Point annotation data
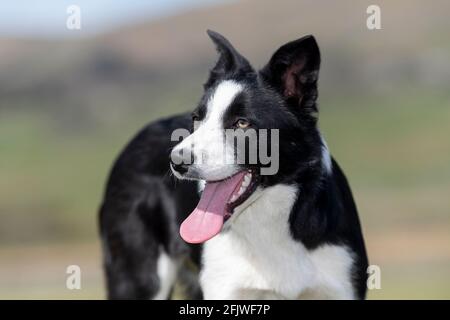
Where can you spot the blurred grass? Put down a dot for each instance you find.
(395, 150)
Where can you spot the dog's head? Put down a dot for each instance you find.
(252, 129)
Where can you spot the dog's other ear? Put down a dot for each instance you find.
(230, 60)
(294, 70)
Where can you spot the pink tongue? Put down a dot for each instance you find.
(207, 218)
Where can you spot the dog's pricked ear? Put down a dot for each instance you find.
(294, 71)
(230, 60)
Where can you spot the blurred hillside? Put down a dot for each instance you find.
(67, 107)
(119, 71)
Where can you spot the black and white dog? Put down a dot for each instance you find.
(294, 234)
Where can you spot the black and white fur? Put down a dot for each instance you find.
(297, 236)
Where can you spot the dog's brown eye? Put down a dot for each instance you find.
(242, 124)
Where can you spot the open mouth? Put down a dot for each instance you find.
(217, 204)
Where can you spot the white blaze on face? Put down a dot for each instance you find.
(210, 152)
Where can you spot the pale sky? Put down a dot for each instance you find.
(48, 17)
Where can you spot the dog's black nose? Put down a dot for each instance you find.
(176, 160)
(180, 168)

» What you will do: Put the lines of the data into a numbered list, beginning at the line that contains "Where can you spot the pale" and continuing through the last line of the data. Include both end lines and leave out any blank lines.

» Result:
1. Where can you spot the pale sky? Put down a dot for each instance you find.
2. (48, 17)
3. Where can you spot the dog's black nose? Put down a dot for each instance you find.
4. (176, 160)
5. (180, 168)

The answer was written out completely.